■ Gestellte Aufgabe 1:
Gib den Textauszug über das Fußballengagement von Franz-Josef Wernze vollständig und wortgetreu wieder.
■ Gestellte Aufgabe 2:
Überführe aus der Auflistung ausschließlich die Zeilen von der Zeile mit "Task: point out the concrete walkway" bis einschließlich der Zeile mit "point(1010, 528)" in eine JSON-Liste von Zeichenketten, eine Zeichenkette pro Zeile und ohne Leerzeilen.

■ Textauszug:
Nicht immer sind die Grenzen zwischen diesen verschiedenen Motiva­tionen scharf zu trennen. Franz-Josef Wernze etwa sieht sich bei Viktoria Köln als Gönner. Dafür ist seine ETL- Gruppe Hauptsponsor des Vereins. Das Logo ist überall zu sehen, auf Trikots und auf Stadionbannern. "Natürlich werden die Auswärtsspiele in der dritten Liga auch eine Werbetour für ETL", sagt Wernze. Er ist Realist und interessiert sich durchaus auch für das finanzielle Potenzial des Fußballgeschäfts: 2011 half er dem damals klammen 1. FC Köln, den Lokalhelden Lukas Podolski von München zurück zum Verein zu holen, und sicherte sich dafür einen Teil der Transferrechte. Außerdem besitzt der Unternehmer 70 Prozent der Anteile des polnischen Erstligisten Lechia Danzig. Der Wert des Klubs steigt stetig, irgendwann wird Wernze mit Gewinn verkaufen: "Danzig ist ganz klar ein Investment."

■ Bereitgestellte Auflistung:
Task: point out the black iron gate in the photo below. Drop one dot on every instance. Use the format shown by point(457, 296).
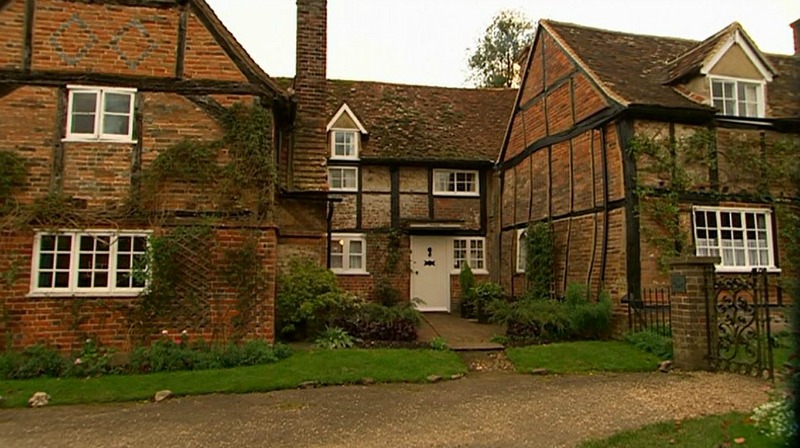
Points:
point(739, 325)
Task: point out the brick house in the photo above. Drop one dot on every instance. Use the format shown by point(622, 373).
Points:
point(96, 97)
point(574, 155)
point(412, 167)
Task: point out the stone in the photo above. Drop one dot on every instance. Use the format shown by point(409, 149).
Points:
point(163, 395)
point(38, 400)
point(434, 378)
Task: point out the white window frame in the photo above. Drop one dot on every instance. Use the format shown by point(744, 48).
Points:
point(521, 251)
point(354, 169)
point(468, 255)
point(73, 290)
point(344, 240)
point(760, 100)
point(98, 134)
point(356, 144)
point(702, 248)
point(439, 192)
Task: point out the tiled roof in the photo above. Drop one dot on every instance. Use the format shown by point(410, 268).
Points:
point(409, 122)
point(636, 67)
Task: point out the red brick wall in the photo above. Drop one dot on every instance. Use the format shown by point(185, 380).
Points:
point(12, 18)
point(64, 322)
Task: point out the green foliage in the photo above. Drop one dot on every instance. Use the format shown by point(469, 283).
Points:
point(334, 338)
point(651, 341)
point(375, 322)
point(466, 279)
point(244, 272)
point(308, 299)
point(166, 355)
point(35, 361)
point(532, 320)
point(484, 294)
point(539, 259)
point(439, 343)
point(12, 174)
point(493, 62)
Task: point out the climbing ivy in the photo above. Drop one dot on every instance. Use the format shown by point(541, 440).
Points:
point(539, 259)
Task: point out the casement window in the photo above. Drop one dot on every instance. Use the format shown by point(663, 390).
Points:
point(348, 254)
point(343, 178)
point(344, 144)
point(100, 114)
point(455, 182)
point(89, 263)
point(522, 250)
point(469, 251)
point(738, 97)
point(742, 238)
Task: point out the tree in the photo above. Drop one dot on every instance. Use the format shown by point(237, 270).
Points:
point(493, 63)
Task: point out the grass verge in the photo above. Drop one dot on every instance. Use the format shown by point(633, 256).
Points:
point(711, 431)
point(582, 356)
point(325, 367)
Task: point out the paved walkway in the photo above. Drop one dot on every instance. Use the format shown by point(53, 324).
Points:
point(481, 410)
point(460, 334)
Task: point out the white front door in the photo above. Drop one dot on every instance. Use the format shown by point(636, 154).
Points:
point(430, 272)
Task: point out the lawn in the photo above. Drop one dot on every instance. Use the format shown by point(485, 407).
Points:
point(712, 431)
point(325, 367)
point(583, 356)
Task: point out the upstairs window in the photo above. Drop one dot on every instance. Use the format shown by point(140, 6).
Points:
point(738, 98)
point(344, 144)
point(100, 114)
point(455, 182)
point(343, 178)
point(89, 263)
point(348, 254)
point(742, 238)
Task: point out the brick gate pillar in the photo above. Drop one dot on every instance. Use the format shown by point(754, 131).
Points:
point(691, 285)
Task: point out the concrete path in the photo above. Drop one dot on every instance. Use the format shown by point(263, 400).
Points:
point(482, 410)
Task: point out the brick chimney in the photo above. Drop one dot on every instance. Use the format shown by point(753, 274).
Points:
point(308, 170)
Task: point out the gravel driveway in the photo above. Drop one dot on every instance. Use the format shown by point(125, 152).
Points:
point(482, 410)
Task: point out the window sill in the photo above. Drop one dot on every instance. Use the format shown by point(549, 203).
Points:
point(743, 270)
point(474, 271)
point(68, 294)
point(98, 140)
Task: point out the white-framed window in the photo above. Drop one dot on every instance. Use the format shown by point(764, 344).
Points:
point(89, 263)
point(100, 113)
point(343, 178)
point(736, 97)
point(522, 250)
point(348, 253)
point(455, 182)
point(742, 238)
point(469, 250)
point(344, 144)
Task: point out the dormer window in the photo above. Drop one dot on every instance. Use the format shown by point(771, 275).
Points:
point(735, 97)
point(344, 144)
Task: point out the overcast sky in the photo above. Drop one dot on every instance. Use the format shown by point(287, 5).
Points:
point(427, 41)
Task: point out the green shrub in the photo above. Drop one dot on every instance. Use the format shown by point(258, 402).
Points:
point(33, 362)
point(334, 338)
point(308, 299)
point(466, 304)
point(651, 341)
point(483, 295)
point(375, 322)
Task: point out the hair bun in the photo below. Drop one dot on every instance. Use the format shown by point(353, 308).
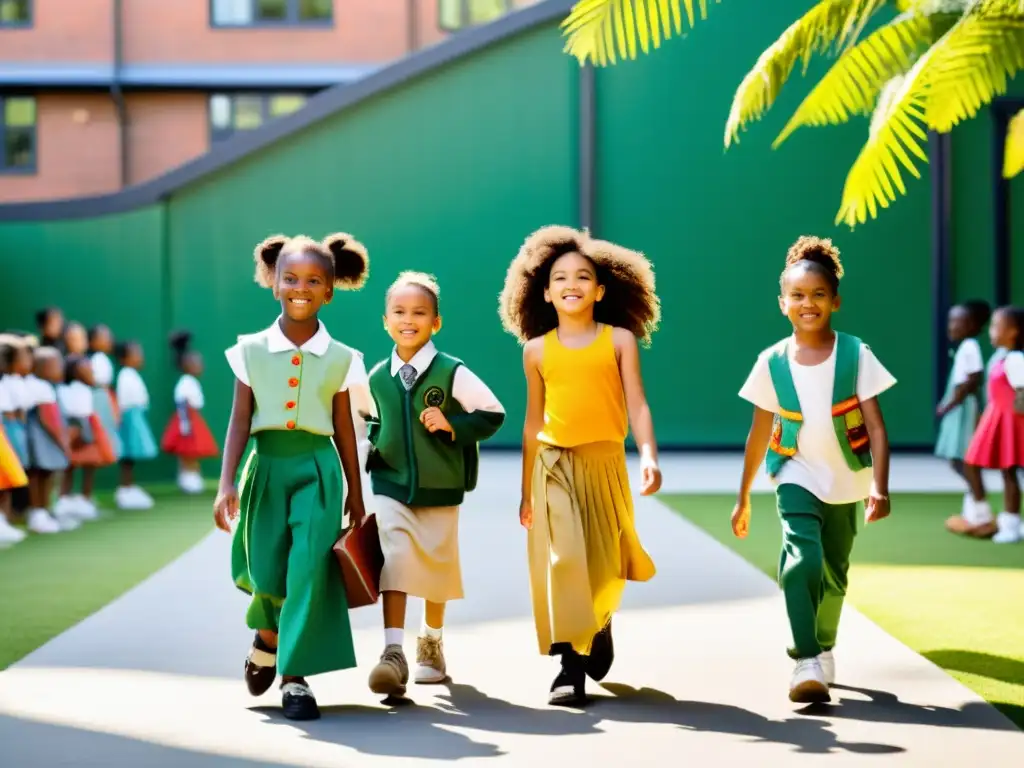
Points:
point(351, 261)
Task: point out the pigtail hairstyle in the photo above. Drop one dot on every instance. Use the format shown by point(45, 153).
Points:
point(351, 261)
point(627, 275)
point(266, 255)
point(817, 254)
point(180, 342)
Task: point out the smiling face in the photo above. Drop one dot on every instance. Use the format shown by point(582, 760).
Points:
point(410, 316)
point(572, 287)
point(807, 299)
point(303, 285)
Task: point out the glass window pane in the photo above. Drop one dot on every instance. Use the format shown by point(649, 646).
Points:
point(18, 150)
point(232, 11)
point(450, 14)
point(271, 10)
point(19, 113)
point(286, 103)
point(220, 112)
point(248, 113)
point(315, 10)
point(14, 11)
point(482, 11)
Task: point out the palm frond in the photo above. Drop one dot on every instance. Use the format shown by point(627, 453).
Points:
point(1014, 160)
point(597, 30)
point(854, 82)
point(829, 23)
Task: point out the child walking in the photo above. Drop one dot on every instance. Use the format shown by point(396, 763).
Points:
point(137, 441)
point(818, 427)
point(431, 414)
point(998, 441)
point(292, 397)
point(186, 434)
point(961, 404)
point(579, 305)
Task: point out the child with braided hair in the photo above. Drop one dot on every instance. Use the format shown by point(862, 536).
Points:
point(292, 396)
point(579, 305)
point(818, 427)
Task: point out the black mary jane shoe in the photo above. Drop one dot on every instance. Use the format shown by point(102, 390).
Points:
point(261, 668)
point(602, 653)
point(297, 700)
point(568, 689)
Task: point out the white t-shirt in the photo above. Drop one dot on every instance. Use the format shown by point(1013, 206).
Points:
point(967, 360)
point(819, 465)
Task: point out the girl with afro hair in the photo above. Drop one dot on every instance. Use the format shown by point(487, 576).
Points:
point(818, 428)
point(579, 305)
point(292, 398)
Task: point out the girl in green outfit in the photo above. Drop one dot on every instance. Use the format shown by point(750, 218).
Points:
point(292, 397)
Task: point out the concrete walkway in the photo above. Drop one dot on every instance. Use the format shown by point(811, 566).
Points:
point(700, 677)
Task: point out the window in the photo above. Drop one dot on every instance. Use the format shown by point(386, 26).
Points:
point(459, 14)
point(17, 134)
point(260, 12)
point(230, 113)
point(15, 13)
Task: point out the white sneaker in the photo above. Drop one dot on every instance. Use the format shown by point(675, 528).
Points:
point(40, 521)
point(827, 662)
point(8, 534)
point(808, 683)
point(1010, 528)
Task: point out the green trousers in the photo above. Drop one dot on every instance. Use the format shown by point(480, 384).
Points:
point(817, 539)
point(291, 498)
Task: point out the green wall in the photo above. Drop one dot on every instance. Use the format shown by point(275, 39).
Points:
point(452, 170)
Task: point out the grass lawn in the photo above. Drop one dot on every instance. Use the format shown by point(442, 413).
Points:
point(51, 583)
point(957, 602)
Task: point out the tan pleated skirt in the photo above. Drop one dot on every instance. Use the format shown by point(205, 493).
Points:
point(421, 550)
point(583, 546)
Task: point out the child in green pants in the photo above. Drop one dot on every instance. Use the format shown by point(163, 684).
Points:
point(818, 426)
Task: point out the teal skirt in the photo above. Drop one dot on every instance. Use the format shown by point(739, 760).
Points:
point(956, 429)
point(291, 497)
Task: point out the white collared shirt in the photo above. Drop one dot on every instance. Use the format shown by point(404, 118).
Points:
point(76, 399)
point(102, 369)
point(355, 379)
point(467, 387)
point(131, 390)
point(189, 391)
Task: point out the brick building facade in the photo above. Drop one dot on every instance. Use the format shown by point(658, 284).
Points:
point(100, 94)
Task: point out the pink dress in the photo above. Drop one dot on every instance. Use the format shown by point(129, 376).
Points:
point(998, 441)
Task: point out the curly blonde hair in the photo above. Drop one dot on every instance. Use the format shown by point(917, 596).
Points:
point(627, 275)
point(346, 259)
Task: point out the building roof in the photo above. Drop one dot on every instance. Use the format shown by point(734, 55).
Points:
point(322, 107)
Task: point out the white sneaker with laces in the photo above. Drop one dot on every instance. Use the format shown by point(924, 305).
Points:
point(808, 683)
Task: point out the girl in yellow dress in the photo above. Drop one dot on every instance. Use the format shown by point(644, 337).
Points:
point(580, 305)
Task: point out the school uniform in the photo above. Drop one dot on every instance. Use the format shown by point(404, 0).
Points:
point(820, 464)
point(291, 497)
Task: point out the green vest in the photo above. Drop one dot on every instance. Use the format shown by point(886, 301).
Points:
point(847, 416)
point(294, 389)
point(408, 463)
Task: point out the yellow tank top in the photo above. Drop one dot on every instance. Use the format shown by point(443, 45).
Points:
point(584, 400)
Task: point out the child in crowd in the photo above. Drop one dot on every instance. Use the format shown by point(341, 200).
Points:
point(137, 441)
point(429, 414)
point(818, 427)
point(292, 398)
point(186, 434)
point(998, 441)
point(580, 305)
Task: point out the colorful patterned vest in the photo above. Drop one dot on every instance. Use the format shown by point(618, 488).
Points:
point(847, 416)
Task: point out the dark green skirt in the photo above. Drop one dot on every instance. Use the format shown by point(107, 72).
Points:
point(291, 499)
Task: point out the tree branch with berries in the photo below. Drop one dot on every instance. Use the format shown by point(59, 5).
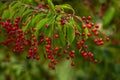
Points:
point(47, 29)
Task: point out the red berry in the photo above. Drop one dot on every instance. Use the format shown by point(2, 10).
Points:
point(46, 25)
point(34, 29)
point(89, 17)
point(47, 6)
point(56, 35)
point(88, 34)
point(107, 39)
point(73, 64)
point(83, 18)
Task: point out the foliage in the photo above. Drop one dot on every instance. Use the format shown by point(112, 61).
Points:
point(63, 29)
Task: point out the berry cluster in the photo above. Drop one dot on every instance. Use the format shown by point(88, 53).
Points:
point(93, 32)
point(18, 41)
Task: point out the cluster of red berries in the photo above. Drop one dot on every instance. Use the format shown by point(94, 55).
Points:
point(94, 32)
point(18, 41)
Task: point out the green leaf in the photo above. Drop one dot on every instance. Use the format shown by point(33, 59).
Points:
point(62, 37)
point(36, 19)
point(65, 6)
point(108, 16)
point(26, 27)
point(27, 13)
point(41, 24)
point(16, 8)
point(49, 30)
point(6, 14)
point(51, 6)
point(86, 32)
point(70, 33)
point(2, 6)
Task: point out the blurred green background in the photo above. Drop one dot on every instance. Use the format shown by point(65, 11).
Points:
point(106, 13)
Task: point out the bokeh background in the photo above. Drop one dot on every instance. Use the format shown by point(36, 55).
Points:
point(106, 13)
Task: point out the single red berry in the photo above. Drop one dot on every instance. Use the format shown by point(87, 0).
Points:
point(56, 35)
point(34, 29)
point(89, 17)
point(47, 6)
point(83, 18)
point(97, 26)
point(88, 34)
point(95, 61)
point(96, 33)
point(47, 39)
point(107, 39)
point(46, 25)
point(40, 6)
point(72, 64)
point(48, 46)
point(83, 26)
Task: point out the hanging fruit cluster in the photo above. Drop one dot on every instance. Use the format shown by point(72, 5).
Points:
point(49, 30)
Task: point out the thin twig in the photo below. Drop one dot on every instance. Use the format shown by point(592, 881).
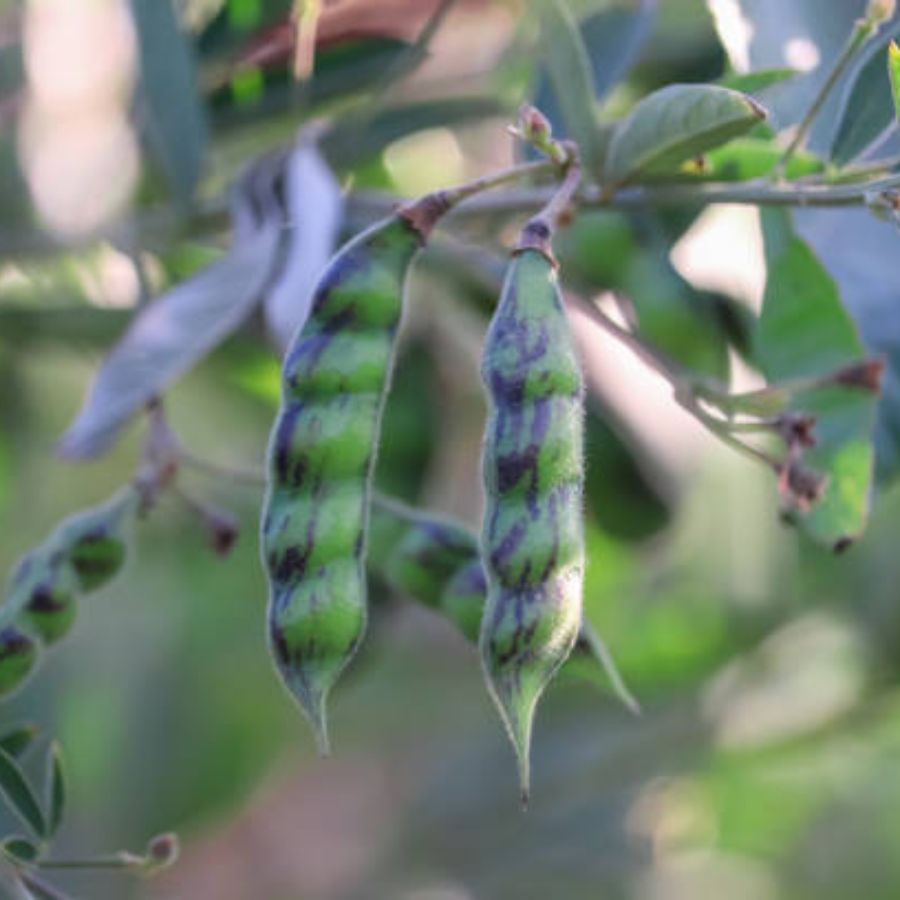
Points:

■ Lösung der Aufgabe 1:
Nicht immer sind die Grenzen zwischen diesen verschiedenen Motiva­tionen scharf zu trennen. Franz-Josef Wernze etwa sieht sich bei Viktoria Köln als Gönner. Dafür ist seine ETL- Gruppe Hauptsponsor des Vereins. Das Logo ist überall zu sehen, auf Trikots und auf Stadionbannern. "Natürlich werden die Auswärtsspiele in der dritten Liga auch eine Werbetour für ETL", sagt Wernze. Er ist Realist und interessiert sich durchaus auch für das finanzielle Potenzial des Fußballgeschäfts: 2011 half er dem damals klammen 1. FC Köln, den Lokalhelden Lukas Podolski von München zurück zum Verein zu holen, und sicherte sich dafür einen Teil der Transferrechte. Außerdem besitzt der Unternehmer 70 Prozent der Anteile des polnischen Erstligisten Lechia Danzig. Der Wert des Klubs steigt stetig, irgendwann wird Wernze mit Gewinn verkaufen: "Danzig ist ganz klar ein Investment."

■ Lösung der Aufgabe 2:
[
  "Task: point out the concrete walkway in the photo above. Drop one dot on every instance. Use the format shown by point(811, 566).",
  "Points:",
  "point(700, 677)",
  "Task: point out the window in the photo above. Drop one dot on every instance. Use the format shown by point(386, 26).",
  "Points:",
  "point(459, 14)",
  "point(17, 134)",
  "point(260, 12)",
  "point(230, 113)",
  "point(15, 13)",
  "Task: point out the white sneaker in the photo above. Drop one dot on every instance. Use the format shown by point(675, 528).",
  "Points:",
  "point(40, 521)",
  "point(827, 662)",
  "point(8, 534)",
  "point(808, 683)",
  "point(1010, 528)"
]